Part of a data file:
§
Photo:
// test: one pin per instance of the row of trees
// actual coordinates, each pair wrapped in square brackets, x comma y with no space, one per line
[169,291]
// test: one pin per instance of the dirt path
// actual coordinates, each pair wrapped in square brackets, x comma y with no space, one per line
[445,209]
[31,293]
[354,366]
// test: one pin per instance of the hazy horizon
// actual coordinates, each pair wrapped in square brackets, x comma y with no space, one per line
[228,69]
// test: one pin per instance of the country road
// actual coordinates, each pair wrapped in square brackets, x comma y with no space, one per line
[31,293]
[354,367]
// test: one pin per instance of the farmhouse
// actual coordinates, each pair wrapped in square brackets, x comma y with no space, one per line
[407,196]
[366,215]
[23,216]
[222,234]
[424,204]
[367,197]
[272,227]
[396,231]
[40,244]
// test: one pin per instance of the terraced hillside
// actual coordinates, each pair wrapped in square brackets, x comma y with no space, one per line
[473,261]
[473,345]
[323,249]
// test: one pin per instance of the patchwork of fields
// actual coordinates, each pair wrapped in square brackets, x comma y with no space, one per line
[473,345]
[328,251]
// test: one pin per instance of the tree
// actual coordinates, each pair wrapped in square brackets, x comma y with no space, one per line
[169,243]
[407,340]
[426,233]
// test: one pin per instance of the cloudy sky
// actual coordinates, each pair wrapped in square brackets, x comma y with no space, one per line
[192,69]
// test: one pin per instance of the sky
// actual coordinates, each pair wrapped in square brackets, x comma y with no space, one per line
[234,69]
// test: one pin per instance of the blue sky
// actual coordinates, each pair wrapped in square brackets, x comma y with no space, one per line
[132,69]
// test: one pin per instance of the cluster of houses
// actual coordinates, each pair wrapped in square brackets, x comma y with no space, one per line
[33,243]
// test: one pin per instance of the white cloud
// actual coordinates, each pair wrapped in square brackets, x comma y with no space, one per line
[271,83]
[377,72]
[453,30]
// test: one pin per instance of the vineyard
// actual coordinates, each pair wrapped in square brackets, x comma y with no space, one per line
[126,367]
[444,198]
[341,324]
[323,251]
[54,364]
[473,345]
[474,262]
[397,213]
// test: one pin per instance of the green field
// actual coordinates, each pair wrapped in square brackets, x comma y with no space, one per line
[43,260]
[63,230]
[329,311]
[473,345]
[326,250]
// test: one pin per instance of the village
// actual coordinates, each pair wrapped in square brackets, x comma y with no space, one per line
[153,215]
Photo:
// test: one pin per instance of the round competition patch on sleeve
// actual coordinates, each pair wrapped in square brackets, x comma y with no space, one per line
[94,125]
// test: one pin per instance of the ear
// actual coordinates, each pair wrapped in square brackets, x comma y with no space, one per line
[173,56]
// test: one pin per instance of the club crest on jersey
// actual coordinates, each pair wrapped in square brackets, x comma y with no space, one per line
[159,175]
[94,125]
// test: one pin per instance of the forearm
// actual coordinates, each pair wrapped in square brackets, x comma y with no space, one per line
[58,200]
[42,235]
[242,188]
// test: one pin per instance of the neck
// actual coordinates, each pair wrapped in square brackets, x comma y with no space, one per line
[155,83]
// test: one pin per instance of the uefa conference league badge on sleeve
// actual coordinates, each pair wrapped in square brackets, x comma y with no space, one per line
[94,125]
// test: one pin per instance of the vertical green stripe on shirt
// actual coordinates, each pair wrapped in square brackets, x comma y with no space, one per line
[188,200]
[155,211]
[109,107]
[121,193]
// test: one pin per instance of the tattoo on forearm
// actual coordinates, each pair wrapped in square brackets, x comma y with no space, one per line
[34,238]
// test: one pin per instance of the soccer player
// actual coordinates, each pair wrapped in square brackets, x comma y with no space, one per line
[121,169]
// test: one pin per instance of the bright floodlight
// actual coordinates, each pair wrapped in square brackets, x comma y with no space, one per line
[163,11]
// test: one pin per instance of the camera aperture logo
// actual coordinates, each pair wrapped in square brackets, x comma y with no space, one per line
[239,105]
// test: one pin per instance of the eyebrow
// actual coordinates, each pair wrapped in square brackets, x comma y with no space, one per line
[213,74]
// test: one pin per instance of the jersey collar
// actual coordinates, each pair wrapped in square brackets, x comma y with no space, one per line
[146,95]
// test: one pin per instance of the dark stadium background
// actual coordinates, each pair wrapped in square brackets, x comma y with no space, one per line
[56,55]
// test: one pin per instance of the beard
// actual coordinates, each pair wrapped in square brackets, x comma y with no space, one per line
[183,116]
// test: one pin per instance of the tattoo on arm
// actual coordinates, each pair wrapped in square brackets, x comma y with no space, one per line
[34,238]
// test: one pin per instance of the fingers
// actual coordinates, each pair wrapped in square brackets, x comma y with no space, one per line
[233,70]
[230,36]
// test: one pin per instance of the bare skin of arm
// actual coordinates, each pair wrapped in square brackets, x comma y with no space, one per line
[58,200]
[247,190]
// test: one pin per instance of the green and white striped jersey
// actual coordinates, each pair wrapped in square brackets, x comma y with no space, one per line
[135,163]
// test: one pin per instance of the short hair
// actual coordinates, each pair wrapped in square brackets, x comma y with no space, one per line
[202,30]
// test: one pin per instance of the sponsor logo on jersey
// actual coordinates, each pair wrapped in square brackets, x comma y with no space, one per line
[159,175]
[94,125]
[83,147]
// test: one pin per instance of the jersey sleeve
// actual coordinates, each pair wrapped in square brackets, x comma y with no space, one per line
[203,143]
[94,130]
§
- [WRITTEN EXERCISE] Rewrite the rows starting at the line that contains "of the eyebrow" and ending at the last row, swapping "sponsor logo" for "team crest" and leaving everything else unchanged.

- [RESPONSE FOR THIS EXERCISE]
// test: one pin per instance of the eyebrow
// actual coordinates, each pair wrapped in square brackets, x comma y with no space, one per line
[213,74]
// test: one pin per instance of the jersey collar
// actual coordinates, each pair wrapped in square brackets, x comma y with no space, one per line
[146,95]
// test: one pin per instance of the dark stadium background
// actual coordinates, each pair wrapped in square brackets, x comma y with no space, one per line
[56,55]
// test: one pin per instance of the beard
// actual coordinates, each pair wrapped in square brackets, x comma y with no space, one per line
[183,116]
// test: one pin per instance of the tattoo on arm
// actual coordinates, each pair wrapped in square brackets, x comma y with no space, one per line
[34,238]
// test: one pin per instance of the fingers
// actual coordinates, each pair wrapped in square brackets, x comma y with no space, one per line
[233,70]
[230,36]
// test: one pin per instance of the bare skin of arm
// actual coordinates, each pair wrapped in square brackets, x comma y with no space, one per line
[58,200]
[247,190]
// test: one pin per instance of the green and white striped jersey
// actual coordinates, each pair wrapped in square brackets, x comma y with no space, one per line
[135,163]
// test: one pin per instance of the short hair
// actual coordinates, each pair wrapped in square brackets, x comma y with no space, one per line
[202,30]
// test: one pin per instance of the team crest on jersey
// actual coordinates, each pair wrapped in square brackets, x comma y with no space, one per line
[159,175]
[94,125]
[83,147]
// test: one pin per instance of the jersey sleeve
// actual coordinates, each pair wrapped in square brackets, x comma y with no space, one per line
[203,143]
[94,130]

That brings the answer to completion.